For each entry below, write an exact copy and leave out the images.

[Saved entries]
^^^^^^^^

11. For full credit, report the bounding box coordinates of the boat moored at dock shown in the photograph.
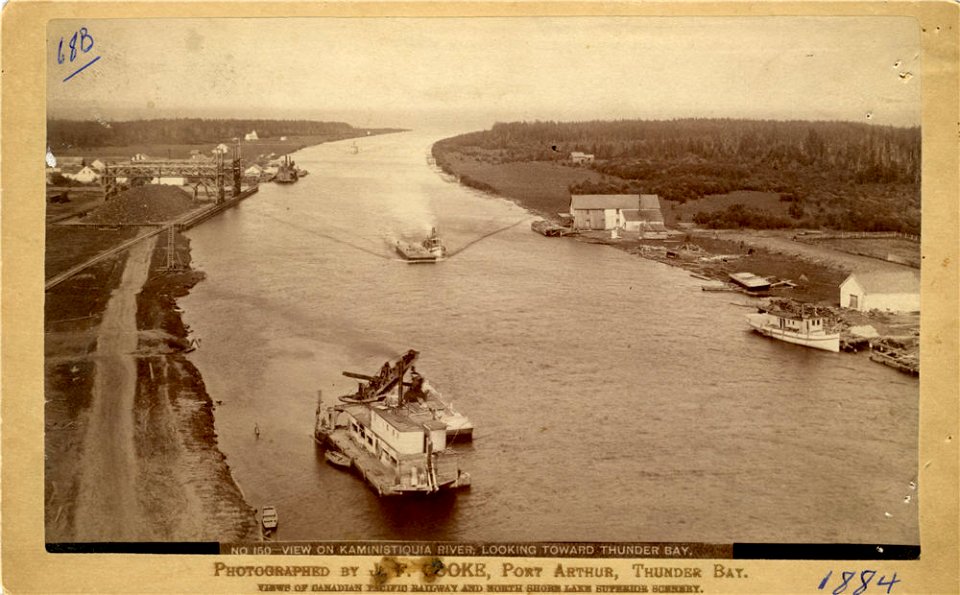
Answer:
[274,155,299,184]
[729,272,771,293]
[746,299,840,352]
[531,220,574,237]
[314,350,472,496]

^^^^^^^^

Response area:
11. For full credit, report the bounding box coordinates of the boat moored at dock shown in the photograph.
Answer:
[274,155,299,184]
[729,272,771,293]
[746,299,840,352]
[531,220,574,237]
[314,350,472,496]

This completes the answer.